◆ READING PASSAGE:
---------------
Canada Mortgage and Housing Corporation

One of the most reliable and well-known mortgage insurance providers is the Canada Mortgage and Housing Corporation (CMHC). The CMHC insurance premium ensures a reasonable interest rate in order to work towards stabilizing the Canadian housing market.

To avoid other costs associated with mortgage loan insurance, it's recommended that a down payment of 20% or more is a good rule of thumb. As well, understanding your options or requirements can help you find mortgage rates that fit within your budget.

What is the average purchase price of a home in Ontario?

The Canadian housing market boom saw home buyers offering way over the asking price of a home as the market was extremely hot and competitive. In the summer of 2021, the average home price in Canada was over $650,000. In Ontario, those numbers will continue to rise with the average home purchase price spiking to over $850,000 in 2022.

An important thing to note here is that, as house prices continue to rise, there will be more homebuyers who will not be eligible for mortgage loan insurance. Finding a home for under $1 million is soon going to be harder than finding a home for under a million.

What is the average price of a down payment?

Down payment requirements, as we've seen, depending on the cost of the house. A 20% down payment can vary dramatically depending on the price of the home. For example, the payment requirements on a house located in a small farming town will likely be considerably smaller than the down payment on a house in Toronto or other big cities.
---------------
◆ GIVEN ENTRIES:
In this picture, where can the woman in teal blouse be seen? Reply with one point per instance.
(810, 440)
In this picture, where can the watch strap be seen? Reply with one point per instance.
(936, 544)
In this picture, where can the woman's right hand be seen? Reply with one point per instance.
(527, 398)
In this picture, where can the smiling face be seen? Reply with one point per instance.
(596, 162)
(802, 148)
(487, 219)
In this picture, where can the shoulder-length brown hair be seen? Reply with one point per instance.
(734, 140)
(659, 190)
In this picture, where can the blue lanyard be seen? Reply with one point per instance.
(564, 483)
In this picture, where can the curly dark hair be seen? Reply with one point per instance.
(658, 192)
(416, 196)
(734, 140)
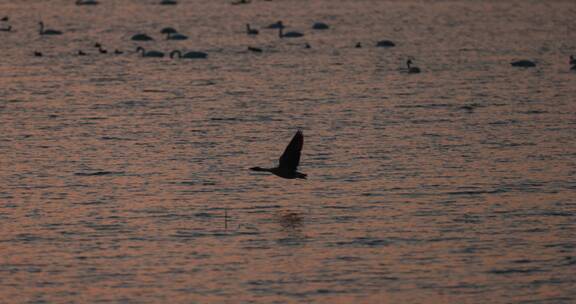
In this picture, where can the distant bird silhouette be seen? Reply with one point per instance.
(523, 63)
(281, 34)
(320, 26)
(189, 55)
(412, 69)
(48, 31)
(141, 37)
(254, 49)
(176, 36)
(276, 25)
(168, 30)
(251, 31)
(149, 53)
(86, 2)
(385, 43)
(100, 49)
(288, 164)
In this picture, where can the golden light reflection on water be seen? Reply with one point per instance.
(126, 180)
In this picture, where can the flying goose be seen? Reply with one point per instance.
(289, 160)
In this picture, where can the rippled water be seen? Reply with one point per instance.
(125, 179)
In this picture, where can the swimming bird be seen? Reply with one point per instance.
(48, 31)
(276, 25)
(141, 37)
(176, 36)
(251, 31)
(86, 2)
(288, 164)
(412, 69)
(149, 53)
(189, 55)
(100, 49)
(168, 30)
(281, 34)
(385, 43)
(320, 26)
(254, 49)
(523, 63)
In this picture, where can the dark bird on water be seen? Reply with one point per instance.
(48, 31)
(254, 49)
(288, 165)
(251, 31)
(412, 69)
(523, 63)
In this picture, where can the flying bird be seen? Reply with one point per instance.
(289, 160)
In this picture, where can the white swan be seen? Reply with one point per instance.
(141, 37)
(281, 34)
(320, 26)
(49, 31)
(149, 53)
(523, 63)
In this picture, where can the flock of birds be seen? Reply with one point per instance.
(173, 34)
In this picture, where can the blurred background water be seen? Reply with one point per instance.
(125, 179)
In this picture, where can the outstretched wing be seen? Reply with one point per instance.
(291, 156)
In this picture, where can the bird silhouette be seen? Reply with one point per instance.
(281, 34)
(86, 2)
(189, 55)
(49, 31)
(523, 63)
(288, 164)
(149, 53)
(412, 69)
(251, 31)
---------------
◆ WHAT THIS TASK INVOLVES: In the passage on Canadian mortgage insurance, what was the average home price in Canada in the summer of 2021?

◆ RESULT: Over $650,000.